# TO DO
Please copy each line of the listing that includes the string "pants".
═══ INPUT
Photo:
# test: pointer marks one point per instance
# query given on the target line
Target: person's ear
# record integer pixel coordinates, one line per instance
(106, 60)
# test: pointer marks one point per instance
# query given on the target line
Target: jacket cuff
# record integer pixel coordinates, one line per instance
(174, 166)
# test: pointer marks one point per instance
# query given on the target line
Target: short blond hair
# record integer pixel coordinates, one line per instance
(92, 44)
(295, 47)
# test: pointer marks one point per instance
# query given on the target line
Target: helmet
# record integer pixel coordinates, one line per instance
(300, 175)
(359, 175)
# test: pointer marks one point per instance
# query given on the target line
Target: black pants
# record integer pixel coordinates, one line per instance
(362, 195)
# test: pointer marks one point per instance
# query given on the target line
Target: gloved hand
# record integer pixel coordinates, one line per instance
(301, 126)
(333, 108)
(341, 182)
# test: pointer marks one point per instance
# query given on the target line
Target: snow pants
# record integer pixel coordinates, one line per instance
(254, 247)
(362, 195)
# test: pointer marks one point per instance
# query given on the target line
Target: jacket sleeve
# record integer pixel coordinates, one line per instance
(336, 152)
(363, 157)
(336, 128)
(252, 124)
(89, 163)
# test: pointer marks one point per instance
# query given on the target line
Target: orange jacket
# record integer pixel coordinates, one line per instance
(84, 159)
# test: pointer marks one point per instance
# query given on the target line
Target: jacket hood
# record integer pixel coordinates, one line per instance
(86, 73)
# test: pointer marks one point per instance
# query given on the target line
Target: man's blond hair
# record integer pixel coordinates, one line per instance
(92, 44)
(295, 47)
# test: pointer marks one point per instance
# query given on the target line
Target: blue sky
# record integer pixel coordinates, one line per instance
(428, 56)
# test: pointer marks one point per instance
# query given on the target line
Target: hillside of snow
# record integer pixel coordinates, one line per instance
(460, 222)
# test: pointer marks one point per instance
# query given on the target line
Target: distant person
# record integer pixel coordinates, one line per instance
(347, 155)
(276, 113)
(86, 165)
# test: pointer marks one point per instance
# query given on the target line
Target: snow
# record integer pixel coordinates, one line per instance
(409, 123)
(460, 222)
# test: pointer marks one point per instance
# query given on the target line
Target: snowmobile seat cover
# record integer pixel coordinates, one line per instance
══════
# EXERCISE SOLUTION
Target: black pants
Target: snow pants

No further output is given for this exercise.